▶ **Given instruction**: Update the lines between the one containing "interior in the photo above accordingly." and the one containing "Each instance receives one keypoint. Annotate the brass", inclusive, so that "pleated" becomes "ruffled". Give back only those lines, with everything else unchanged.

— START OF Provided records —

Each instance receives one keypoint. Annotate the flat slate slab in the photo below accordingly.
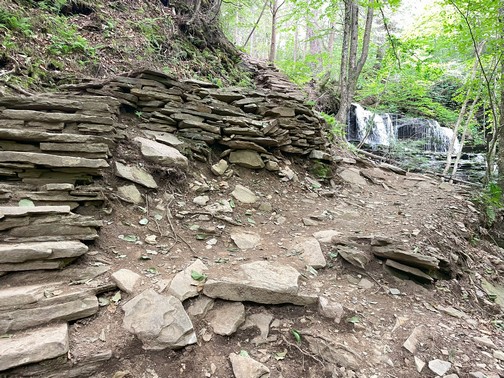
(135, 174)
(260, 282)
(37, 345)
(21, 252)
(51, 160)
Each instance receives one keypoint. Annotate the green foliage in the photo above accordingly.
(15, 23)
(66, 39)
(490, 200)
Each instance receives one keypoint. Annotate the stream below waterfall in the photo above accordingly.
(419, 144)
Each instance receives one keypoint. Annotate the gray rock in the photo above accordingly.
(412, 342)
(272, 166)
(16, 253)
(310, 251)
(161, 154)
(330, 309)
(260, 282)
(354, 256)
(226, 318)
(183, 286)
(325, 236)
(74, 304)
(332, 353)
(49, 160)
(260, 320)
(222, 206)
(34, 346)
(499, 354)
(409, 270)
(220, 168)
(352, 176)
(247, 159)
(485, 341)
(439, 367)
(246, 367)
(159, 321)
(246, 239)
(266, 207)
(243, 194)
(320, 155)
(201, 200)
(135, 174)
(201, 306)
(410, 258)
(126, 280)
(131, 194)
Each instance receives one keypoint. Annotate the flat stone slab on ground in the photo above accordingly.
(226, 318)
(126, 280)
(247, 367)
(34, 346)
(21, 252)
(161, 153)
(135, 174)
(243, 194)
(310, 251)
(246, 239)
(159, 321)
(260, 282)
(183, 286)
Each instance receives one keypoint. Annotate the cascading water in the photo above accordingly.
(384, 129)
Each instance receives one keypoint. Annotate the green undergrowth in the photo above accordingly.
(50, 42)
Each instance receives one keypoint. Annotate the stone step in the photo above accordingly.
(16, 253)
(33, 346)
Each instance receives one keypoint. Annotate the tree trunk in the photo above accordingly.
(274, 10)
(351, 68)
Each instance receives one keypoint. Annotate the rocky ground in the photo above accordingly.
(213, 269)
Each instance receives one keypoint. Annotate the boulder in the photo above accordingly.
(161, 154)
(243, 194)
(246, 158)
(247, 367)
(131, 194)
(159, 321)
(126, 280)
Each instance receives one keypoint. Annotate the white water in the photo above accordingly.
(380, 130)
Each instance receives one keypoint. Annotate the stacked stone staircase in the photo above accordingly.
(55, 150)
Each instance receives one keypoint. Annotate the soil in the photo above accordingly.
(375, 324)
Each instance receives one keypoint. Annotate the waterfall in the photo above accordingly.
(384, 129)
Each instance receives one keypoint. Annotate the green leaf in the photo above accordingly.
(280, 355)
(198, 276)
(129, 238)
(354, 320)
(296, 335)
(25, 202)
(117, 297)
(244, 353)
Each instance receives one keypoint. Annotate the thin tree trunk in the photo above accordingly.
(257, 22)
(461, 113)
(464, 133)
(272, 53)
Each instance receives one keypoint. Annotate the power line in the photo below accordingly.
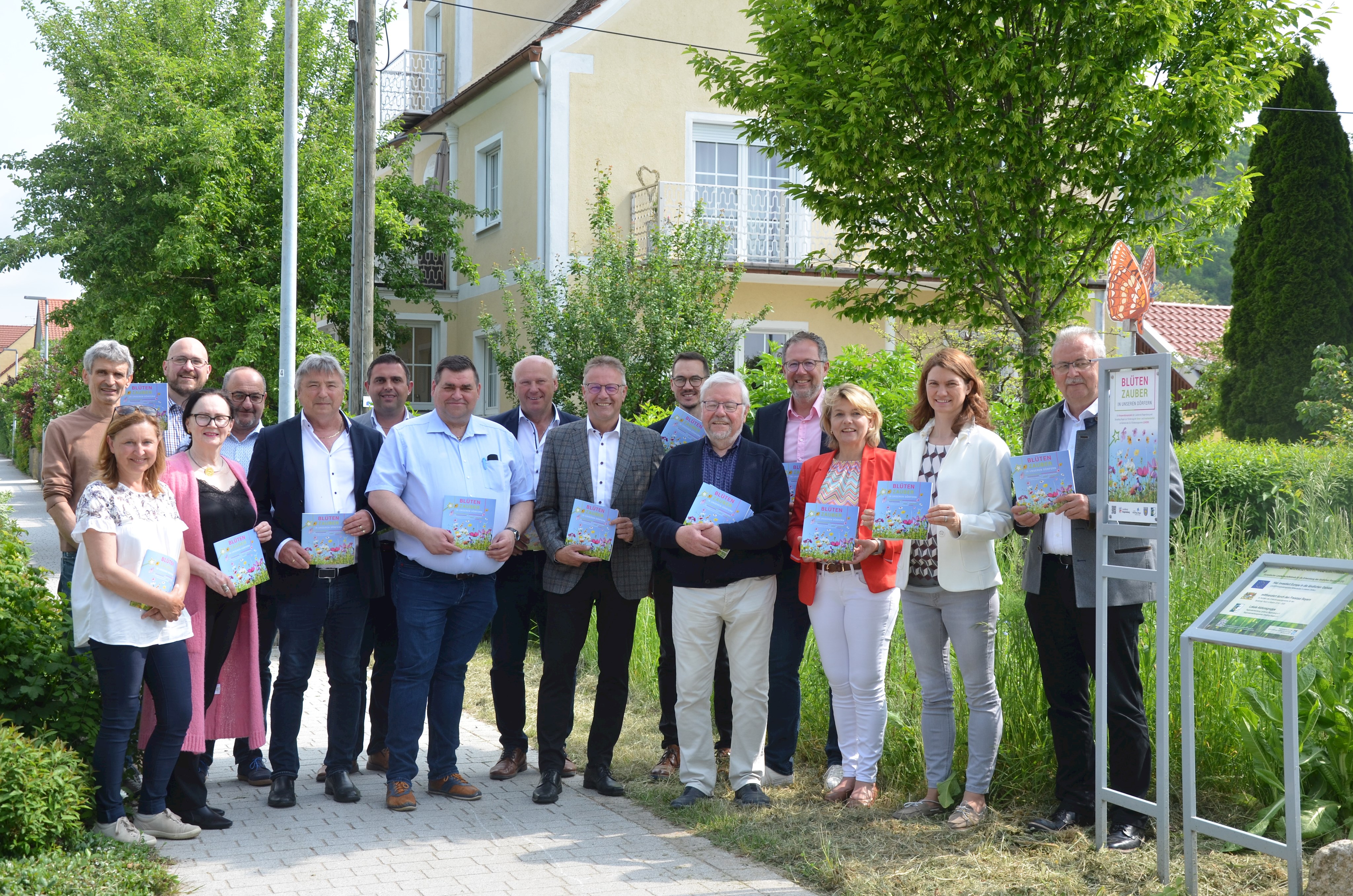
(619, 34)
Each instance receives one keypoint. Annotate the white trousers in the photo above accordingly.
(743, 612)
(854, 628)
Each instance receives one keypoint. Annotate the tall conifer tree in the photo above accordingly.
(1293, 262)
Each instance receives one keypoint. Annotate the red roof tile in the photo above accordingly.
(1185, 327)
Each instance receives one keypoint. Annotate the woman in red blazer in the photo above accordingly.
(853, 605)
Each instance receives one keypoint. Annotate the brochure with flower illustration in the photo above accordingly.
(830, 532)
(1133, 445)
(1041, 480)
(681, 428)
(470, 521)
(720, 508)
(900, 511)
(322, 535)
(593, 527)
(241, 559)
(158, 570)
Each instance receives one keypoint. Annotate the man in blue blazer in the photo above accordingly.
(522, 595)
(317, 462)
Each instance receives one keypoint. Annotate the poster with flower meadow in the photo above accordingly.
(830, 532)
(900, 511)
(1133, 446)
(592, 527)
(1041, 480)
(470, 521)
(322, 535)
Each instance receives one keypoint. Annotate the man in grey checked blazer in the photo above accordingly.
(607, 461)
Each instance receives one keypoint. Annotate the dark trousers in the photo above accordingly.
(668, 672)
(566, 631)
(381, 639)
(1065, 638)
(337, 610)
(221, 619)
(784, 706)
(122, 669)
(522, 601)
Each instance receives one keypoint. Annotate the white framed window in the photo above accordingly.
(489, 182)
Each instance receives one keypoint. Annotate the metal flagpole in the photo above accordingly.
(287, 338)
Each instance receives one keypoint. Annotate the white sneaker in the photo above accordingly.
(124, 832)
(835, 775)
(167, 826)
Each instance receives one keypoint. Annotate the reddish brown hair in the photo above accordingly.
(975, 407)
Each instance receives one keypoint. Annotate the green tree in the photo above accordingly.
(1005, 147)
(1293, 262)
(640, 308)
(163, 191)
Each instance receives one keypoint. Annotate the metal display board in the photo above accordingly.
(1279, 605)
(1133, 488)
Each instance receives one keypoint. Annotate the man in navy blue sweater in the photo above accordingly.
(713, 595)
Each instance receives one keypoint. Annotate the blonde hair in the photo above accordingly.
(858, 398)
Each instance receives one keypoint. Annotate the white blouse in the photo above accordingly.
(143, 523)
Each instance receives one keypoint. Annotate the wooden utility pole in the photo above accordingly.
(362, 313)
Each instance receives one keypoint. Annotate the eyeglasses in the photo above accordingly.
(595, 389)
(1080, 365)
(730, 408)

— END OF Provided records —
— START OF Provided records —

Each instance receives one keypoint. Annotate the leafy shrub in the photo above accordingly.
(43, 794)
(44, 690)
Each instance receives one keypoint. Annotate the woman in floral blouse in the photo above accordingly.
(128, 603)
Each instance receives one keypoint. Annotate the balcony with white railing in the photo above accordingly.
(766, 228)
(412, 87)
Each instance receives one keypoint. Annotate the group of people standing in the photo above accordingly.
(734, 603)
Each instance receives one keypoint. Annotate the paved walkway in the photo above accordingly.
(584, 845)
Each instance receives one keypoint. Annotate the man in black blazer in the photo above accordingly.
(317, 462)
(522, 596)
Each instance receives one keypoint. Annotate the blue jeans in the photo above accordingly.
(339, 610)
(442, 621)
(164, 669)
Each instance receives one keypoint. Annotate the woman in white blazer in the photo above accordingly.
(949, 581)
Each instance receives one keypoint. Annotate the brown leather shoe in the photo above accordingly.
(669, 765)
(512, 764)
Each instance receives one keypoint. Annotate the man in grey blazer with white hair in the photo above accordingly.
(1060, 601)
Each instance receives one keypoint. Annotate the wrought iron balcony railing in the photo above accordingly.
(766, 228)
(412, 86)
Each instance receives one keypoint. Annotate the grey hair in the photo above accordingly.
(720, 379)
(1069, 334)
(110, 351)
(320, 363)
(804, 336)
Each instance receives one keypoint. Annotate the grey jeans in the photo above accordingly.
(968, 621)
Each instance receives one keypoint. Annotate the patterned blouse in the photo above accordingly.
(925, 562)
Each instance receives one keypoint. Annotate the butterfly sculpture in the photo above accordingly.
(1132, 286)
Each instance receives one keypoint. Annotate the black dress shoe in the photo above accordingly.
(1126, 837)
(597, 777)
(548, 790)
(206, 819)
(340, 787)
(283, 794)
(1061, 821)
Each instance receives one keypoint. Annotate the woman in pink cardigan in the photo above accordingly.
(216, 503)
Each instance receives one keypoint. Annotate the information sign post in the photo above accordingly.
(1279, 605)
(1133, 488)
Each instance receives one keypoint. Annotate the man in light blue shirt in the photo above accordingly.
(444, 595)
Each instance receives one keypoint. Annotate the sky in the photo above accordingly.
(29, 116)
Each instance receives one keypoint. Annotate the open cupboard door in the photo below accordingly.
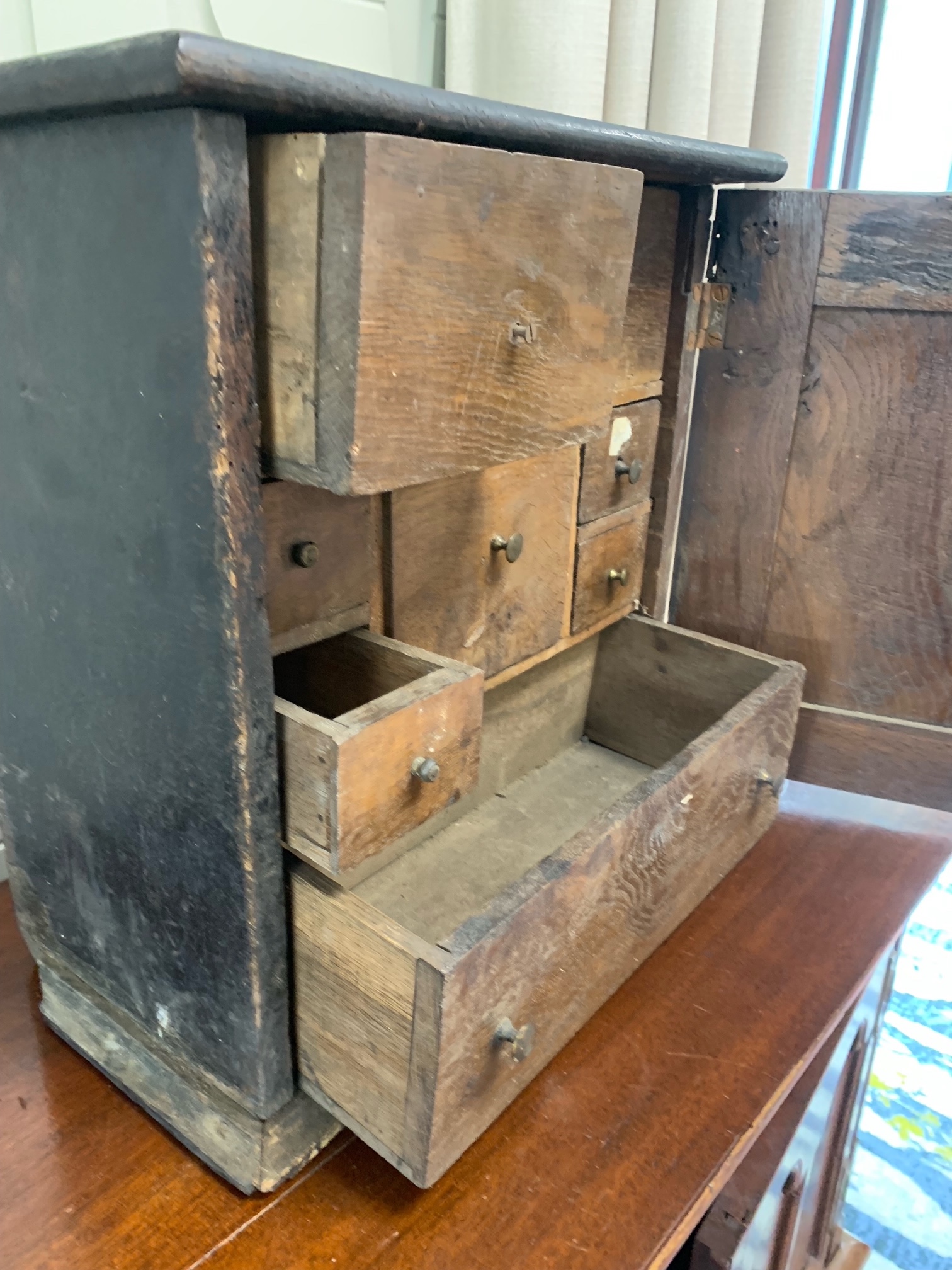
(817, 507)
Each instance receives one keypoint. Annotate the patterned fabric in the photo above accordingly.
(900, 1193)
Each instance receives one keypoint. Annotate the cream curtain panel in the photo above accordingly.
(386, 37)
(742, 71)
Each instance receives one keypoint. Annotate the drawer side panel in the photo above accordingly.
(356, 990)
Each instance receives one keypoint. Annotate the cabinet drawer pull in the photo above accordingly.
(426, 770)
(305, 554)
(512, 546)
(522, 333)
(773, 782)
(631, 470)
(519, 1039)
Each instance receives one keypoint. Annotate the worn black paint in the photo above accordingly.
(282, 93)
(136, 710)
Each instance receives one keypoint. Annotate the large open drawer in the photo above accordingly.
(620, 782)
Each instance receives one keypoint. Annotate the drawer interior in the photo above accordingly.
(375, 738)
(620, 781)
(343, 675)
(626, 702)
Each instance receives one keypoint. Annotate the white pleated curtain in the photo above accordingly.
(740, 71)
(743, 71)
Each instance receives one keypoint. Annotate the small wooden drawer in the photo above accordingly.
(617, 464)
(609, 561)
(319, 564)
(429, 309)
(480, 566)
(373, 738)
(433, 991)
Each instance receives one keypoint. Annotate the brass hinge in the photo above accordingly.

— END OF Provided records —

▶ **Output of the exercise**:
Each instance receives one keypoint. Annotate the drawer interior in the photo above accordingly.
(375, 738)
(620, 781)
(343, 675)
(626, 702)
Each instance receives one keypoint. Annotate the white ruffled curtain in the photo above accordingly.
(740, 71)
(743, 71)
Each instance receives one keypoint. Annotate the small wooden drawer in the photo above accordingly.
(617, 464)
(609, 561)
(319, 564)
(429, 309)
(480, 566)
(373, 738)
(433, 991)
Each instance receives one keypoint. Annotate the brass hinge in the photo above accordingly.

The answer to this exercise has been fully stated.